Saved entries
*** Begin section ***
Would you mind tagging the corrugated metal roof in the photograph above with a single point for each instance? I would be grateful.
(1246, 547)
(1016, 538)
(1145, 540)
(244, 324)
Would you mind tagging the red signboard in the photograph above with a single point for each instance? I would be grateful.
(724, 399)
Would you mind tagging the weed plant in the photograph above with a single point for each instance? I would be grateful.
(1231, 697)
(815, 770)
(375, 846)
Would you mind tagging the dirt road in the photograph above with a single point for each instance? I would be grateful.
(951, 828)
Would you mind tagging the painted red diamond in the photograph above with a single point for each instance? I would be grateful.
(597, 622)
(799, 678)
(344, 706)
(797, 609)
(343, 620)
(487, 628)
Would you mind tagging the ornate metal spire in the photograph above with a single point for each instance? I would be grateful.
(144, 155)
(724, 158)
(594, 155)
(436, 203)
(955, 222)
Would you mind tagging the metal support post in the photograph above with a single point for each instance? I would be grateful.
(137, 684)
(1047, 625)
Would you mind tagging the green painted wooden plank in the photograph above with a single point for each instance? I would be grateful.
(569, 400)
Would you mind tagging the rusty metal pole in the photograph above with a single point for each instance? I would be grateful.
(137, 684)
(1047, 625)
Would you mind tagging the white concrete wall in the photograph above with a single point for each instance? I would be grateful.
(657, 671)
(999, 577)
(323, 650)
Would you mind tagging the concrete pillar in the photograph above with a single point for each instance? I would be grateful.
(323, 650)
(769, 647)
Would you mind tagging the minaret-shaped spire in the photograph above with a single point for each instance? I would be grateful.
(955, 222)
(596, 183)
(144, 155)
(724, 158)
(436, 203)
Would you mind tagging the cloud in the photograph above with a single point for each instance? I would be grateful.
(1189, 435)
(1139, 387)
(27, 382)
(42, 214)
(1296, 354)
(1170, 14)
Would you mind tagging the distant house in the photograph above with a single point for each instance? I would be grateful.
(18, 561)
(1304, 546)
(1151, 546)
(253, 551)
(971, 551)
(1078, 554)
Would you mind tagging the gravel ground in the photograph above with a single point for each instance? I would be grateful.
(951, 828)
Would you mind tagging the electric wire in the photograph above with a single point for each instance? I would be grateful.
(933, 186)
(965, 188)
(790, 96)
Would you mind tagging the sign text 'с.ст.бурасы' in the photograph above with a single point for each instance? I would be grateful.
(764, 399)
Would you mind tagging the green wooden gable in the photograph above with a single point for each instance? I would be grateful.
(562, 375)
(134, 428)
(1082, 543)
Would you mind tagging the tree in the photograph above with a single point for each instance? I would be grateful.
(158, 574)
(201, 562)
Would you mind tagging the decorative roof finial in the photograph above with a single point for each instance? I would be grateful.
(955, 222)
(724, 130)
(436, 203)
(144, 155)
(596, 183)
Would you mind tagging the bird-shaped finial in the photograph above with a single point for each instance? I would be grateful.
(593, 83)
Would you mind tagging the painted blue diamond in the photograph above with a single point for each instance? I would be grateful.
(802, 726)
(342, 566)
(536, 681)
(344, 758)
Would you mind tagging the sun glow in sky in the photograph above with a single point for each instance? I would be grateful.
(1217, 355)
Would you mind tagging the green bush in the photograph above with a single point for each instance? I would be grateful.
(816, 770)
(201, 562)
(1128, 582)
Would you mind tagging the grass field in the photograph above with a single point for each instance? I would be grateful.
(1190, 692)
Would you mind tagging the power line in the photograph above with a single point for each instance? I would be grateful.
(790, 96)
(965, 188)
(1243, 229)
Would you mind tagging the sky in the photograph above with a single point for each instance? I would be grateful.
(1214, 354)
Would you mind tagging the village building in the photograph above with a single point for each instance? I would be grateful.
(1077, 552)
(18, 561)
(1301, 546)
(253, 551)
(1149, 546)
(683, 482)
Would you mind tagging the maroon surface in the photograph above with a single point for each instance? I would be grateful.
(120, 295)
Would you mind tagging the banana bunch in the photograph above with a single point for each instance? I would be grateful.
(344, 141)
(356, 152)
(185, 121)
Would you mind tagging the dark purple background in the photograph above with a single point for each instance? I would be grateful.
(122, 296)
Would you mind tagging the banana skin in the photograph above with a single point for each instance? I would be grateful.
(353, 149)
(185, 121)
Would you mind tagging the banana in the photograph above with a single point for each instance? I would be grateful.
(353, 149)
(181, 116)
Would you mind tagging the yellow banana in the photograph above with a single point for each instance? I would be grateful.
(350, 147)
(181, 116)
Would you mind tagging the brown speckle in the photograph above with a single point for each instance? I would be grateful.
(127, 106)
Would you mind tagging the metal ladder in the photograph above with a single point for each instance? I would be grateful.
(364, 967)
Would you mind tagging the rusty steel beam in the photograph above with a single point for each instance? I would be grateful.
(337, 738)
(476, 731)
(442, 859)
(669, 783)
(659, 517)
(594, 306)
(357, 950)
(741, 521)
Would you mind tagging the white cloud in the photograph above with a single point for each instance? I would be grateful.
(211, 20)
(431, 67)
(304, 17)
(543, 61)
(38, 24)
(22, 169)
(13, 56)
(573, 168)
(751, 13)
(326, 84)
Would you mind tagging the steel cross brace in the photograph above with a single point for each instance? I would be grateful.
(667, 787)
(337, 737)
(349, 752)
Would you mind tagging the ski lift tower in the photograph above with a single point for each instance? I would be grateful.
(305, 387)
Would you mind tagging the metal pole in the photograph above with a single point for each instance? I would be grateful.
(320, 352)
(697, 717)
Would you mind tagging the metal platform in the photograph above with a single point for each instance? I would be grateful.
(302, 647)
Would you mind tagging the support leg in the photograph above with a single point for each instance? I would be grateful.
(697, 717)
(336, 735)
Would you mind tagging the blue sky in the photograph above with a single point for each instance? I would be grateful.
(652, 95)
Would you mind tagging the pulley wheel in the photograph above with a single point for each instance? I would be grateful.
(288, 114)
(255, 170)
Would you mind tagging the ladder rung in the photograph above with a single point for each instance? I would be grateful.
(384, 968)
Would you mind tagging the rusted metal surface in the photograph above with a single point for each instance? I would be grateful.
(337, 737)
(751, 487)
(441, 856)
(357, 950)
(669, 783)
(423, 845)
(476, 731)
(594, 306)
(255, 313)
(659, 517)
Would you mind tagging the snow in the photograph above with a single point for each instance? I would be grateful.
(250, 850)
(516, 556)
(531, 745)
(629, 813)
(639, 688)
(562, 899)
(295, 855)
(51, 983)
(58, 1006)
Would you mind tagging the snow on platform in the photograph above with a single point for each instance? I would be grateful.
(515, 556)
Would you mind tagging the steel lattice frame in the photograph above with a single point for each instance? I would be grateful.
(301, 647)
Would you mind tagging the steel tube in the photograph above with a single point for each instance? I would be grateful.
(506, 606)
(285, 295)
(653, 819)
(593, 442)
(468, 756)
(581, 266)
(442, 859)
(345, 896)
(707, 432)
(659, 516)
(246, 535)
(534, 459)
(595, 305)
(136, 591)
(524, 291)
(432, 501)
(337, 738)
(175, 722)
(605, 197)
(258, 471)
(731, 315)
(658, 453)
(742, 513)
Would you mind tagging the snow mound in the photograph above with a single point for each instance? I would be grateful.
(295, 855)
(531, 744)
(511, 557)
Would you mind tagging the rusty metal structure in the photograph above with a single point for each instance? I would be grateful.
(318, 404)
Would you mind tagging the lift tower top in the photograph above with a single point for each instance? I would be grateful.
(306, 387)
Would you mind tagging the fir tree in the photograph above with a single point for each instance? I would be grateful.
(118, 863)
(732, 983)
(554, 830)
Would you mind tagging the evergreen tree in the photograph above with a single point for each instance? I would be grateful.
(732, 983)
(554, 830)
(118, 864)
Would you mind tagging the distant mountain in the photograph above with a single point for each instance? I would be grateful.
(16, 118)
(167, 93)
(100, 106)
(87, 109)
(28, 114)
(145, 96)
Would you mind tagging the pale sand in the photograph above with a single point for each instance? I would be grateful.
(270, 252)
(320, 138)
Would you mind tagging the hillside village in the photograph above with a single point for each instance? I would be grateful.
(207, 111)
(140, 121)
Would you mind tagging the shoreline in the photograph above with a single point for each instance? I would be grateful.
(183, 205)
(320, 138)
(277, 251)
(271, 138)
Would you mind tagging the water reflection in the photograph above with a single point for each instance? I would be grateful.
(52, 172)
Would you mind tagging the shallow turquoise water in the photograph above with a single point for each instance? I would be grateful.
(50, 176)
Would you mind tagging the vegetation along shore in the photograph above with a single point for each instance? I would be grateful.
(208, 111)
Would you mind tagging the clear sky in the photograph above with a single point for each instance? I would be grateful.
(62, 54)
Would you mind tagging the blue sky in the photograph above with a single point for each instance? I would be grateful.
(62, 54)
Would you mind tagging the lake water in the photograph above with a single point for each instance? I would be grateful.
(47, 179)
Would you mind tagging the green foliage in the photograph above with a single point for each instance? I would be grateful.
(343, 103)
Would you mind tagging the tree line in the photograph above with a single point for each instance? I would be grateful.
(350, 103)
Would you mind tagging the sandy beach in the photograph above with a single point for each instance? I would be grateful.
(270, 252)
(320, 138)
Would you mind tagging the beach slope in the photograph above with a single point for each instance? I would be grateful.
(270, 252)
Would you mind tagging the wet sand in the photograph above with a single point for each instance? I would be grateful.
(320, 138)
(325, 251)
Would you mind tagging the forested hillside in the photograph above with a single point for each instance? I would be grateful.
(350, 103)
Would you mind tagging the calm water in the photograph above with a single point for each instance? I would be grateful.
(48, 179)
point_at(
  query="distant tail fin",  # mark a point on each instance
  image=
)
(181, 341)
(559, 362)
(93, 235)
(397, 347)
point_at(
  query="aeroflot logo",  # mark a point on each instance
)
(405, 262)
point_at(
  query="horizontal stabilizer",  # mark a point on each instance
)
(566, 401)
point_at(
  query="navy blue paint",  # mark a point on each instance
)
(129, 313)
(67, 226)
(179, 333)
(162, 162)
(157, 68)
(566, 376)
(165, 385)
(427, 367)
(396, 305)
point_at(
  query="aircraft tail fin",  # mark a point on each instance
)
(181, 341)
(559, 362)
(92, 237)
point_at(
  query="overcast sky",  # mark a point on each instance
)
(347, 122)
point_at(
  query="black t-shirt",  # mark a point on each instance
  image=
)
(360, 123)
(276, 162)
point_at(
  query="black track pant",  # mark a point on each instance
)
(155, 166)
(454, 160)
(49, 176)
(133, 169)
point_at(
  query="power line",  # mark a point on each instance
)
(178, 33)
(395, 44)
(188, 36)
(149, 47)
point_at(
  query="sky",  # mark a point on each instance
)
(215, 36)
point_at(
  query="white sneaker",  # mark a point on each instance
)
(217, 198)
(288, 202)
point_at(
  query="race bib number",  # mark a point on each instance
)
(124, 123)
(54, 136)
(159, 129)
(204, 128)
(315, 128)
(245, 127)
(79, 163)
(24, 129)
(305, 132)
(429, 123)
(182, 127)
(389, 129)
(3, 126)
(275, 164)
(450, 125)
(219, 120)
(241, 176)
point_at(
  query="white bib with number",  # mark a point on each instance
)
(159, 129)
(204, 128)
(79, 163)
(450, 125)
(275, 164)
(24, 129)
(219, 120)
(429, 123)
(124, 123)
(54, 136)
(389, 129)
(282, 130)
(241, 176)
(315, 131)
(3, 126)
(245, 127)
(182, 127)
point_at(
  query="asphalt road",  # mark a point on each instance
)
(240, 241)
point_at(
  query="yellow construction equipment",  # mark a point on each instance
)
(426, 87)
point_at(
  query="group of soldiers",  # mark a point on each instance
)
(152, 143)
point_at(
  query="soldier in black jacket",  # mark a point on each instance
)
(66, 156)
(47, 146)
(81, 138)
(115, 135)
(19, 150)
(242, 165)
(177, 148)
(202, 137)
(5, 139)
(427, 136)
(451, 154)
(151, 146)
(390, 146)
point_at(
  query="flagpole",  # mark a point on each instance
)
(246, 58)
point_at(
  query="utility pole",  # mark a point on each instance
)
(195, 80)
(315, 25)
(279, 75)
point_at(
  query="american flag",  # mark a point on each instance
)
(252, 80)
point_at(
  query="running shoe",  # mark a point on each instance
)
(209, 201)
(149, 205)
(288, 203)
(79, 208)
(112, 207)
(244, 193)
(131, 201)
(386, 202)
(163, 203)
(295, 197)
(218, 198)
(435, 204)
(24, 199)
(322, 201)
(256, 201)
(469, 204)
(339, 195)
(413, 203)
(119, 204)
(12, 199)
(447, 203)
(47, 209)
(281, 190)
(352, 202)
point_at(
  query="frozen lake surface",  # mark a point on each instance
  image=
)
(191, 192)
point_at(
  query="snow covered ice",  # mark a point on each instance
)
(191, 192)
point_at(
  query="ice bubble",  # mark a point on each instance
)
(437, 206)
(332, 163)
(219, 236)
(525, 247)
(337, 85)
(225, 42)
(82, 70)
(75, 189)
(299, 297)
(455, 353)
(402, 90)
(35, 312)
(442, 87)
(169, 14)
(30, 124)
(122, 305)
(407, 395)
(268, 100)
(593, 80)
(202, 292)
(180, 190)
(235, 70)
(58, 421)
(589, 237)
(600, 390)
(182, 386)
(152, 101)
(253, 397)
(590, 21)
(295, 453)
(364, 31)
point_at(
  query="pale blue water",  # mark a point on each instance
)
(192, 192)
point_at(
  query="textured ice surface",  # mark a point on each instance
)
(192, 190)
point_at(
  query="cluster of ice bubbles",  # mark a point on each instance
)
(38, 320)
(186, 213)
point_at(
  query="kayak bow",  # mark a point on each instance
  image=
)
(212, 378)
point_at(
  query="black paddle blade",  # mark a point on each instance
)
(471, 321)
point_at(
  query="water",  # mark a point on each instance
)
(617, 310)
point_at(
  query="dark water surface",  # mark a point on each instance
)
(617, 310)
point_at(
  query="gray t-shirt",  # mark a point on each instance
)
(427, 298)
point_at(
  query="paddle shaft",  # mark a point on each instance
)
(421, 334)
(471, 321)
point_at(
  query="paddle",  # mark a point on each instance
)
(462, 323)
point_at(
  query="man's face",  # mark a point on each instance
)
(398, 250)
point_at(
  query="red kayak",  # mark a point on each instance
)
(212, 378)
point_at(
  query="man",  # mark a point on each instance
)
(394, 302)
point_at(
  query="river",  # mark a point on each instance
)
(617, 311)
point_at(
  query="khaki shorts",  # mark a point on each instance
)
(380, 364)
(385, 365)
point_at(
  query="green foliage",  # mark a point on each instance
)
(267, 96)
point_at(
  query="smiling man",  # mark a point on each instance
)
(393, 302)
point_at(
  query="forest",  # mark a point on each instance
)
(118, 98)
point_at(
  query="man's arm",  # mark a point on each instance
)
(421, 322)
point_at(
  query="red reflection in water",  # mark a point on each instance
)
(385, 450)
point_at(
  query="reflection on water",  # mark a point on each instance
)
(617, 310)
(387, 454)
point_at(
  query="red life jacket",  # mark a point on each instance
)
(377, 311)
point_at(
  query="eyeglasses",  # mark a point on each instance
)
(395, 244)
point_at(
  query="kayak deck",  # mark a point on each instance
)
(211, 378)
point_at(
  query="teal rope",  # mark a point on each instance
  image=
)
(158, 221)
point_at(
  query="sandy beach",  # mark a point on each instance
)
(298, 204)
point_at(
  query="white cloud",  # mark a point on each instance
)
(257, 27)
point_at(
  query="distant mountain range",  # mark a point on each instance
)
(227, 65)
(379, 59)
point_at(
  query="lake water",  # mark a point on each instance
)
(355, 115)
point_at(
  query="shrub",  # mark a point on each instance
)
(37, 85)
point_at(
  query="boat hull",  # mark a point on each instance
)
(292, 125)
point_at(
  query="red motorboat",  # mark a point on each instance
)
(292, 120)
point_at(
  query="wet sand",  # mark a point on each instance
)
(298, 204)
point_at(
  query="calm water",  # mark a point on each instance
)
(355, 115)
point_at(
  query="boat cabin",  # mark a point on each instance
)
*** End section ***
Only the lines with "shirt" are needed; find them in the records and copy each one.

Exercise output.
  query="black t-shirt",  # mark a point on each instance
  query="gray t-shirt",  # mark a point on each instance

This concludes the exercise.